• **Document excerpt**
NYT Editorial: A Bishop's Words
In the end it was not the power of repentance or compassion that compelled the Roman Catholic Diocese of Bridgeport, Conn., to release more than 12,000 pages of documents relating to lawsuits alleging decades of sexual abuse of children by its priests.
It was a court order. The diocese had spent seven years fighting a lawsuit brought by The New York Times and three other newspapers to unseal the records in 23 lawsuits involving accusations against seven priests. The diocese, which settled those cases in 2002, was ready to battle all the way to the United States Supreme Court to keep the archive secret. It lost in October, when the justices declined to hear its appeal.
Much about those cases was known, and the documents do not greatly revise our knowledge about the scandal that engulfed the entire church after erupting in Boston in 2002. The accounts of priests preying on children, being moved among parishes and shielded by their bishops while their accusers were ignored or bullied into silence, are a familiar, awful story.

• **Tasks for this exercise**
- 1) According to the editorial, how many pages of documents did the Diocese of Bridgeport release?
- 2) Reproduce the passage of the editorial that begins at the words "Much about those" and stops after "familiar, awful story.".

• **Records shown**
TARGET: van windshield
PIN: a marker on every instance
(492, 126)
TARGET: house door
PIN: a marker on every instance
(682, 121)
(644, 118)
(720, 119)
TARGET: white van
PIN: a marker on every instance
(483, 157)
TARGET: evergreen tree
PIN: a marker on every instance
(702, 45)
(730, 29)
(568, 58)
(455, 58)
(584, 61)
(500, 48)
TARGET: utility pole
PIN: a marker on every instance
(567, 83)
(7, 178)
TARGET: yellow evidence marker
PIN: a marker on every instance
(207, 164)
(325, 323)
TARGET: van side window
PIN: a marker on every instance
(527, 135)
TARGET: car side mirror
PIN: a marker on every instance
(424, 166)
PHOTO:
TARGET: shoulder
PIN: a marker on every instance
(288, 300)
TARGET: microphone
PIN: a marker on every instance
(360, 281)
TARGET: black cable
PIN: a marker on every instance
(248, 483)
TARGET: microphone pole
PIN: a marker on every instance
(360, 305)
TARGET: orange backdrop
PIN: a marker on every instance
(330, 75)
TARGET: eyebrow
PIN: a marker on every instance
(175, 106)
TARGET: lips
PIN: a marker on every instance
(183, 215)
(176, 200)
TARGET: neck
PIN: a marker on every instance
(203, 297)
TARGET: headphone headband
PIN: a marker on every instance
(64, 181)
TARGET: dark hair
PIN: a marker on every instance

• **Task-by-task solutions**
- 1) More than 12,000 pages

- 2)
Much about those cases was known, and the documents do not greatly revise our knowledge about the scandal that engulfed the entire church after erupting in Boston in 2002. The accounts of priests preying on children, being moved among parishes and shielded by their bishops while their accusers were ignored or bullied into silence, are a familiar, awful story.